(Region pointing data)
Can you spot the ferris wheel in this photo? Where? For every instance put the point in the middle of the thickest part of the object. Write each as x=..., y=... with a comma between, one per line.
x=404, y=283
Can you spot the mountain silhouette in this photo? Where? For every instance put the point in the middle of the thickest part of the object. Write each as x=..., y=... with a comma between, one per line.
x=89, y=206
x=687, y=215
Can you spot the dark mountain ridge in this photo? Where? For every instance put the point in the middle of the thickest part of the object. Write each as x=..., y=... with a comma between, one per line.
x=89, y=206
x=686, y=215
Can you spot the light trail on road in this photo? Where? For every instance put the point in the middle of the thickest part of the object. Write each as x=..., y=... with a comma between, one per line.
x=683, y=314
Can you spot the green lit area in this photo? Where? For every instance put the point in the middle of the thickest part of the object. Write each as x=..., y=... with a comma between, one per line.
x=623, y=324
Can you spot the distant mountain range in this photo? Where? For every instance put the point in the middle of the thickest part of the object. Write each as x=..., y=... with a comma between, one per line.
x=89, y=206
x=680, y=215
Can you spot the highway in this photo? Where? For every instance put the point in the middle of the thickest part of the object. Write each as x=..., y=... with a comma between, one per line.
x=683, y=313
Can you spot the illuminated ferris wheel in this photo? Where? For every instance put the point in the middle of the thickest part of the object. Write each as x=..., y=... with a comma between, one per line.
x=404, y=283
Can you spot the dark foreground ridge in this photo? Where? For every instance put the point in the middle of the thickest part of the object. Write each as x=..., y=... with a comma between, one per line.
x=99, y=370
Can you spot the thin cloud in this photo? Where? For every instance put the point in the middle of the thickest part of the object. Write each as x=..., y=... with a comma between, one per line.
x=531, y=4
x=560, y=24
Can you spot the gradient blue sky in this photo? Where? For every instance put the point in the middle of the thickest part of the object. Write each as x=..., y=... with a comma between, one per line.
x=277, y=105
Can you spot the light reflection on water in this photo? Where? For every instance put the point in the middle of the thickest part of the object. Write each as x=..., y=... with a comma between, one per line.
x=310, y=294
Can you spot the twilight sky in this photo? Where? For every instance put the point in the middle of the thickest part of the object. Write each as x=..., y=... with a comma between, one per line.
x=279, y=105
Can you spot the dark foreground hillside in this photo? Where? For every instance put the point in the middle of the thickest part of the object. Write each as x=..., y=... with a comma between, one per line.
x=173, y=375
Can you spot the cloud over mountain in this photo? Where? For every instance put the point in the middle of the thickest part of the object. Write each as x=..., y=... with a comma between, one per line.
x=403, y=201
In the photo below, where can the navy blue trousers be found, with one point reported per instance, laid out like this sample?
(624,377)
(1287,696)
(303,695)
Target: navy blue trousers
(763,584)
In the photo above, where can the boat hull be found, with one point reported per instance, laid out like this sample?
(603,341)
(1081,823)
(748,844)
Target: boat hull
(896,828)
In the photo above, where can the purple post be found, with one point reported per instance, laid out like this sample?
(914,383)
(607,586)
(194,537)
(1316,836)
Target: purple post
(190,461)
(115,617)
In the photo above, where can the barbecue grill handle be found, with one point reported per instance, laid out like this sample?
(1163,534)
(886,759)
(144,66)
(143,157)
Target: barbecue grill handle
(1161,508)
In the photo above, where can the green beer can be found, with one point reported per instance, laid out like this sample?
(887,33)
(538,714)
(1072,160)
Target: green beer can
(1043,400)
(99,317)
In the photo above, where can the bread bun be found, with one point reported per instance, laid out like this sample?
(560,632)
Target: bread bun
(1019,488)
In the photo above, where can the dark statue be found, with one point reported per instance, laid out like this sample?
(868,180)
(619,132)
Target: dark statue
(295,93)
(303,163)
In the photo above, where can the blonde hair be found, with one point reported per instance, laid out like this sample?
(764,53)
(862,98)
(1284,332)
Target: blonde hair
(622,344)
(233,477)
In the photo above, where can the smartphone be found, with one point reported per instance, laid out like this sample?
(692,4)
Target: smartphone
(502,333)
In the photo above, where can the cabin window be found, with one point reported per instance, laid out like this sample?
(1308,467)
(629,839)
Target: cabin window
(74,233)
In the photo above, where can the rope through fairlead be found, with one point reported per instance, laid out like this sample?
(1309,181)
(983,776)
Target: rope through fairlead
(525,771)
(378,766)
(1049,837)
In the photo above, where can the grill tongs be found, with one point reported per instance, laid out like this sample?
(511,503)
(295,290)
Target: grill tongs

▸ **INSTRUCTIONS FOR THE TASK**
Each line above must be reproduced exactly.

▸ **ANSWER FOR THE TASK**
Can you spot the ferris wheel in this photo? Where? For every instance put the point in the middle of the thickest part of the object. Write each as x=..., y=... with a comma between, one per line.
x=404, y=283
Can you spot the mountain silhouette in this photo? Where? For every instance put the point in the middle of the thickest part of the object. Write each as x=..., y=... with a comma between, one per line.
x=89, y=206
x=687, y=215
Can you spot the dark mountain ridge in this photo? Where? For every instance put the point in the middle of the thickest part of the object. Write each as x=..., y=... with a comma between, one per line.
x=89, y=206
x=686, y=215
Can you spot the light trail on road in this photo? Where? For every instance put the point in the middle of the thickest part of the object. Write each as x=..., y=... with a comma between, one per line.
x=683, y=314
Can you spot the green lit area in this photo? Where? For every instance put the point in the middle of the thickest part of the object. Write each as x=..., y=... with a comma between, one per line.
x=623, y=324
Can you spot the distant mountain range in this photo? Where? For every instance put the point in the middle of the thickest part of the object. Write each as x=..., y=... with a comma between, one per line.
x=89, y=206
x=680, y=215
Can you spot the highway in this photo? Where? For every instance put the point in the middle of the thickest part of the object. Write each as x=..., y=... with a comma between, one per line.
x=683, y=313
Can you spot the illuminated ferris wheel in this photo? Where? For every instance put the point in the middle of the thickest part of the object. Write each as x=..., y=... with a comma between, one per line.
x=404, y=283
Can you spot the dark foreground ridge in this photo? Where? For every instance put the point in the middle of the thickest part of the object. Write each as x=..., y=... with a comma between, one per line.
x=99, y=370
Can you spot the thin cloud in this photo? Where? For every instance put the point in the middle of the thickest part of the object. Write each as x=..., y=... with a comma between, one per line.
x=531, y=4
x=560, y=24
Can you spot the gradient blue sky in this photo? Where? For every instance put the point in the middle of the thickest part of the object. Write each as x=..., y=... with a comma between, one per line.
x=277, y=105
Can you spot the light reflection on water in this photo? Where? For every instance put the point in the middle of the thickest part of the object. Write each as x=..., y=... with a comma between, one per line.
x=310, y=294
Can you spot the twilight sky in this photo? Where? For every instance put the point in the middle of the thickest part of the object. Write each as x=..., y=... with a comma between, one per line.
x=279, y=105
Can you spot the dark foreground hillside in this photo? Where? For every instance put the point in the middle of the thickest part of the object. Write each as x=..., y=... with a comma between, one per line.
x=173, y=375
Can you spot the cloud over mountain in this photo? Where? For every instance put the point in the middle of the thickest part of the object. Write each as x=..., y=... with a comma between, one per line.
x=403, y=201
In the photo below, where can the navy blue trousers be found, with one point reported per instance, laid out like this sample?
(624,377)
(1287,696)
(303,695)
Target: navy blue trousers
(763,584)
In the photo above, where can the boat hull be found, with one point reported per instance, laid out like this sample?
(603,341)
(1081,823)
(748,844)
Target: boat hull
(896,828)
In the photo above, where can the purple post be found, with one point reported per instance, laid out like this sample?
(914,383)
(607,586)
(194,537)
(1316,836)
Target: purple post
(190,461)
(115,617)
In the photo above, where can the barbecue grill handle be found, with one point reported per instance, laid out like this sample?
(1163,534)
(886,759)
(144,66)
(143,157)
Target: barbecue grill handle
(1161,508)
In the photo above, where can the green beer can be found, with one point reported per instance, laid out like this sample?
(887,33)
(538,714)
(1072,160)
Target: green beer can
(1043,400)
(99,317)
In the photo above, where can the bread bun be found, with one point reported per instance, laid out like this sample?
(560,632)
Target: bread bun
(1019,488)
In the photo above, where can the dark statue be found, with one point reported per instance, laid out like this sample?
(868,180)
(619,132)
Target: dark statue
(295,93)
(303,163)
In the photo above, where can the blonde hair be found, with one point reported per instance, laid out like this sample?
(764,53)
(862,98)
(1284,332)
Target: blonde hair
(622,344)
(233,477)
In the photo above, where can the smartphone be found, with one point reported per instance, laid out like this sample?
(692,4)
Target: smartphone
(502,333)
In the photo above, where can the cabin window be found, with one point reported per instance, laid out like this sample?
(1308,467)
(629,839)
Target: cabin window
(74,233)
In the photo above, where can the rope through fairlead be found, with one point reported per instance, laid out like this sample?
(1309,181)
(983,776)
Target: rope through fairlead
(525,771)
(378,766)
(1049,837)
In the photo above, where can the grill tongs be found, with one point reported per instance, laid out like this sample?
(511,503)
(295,290)
Target: grill tongs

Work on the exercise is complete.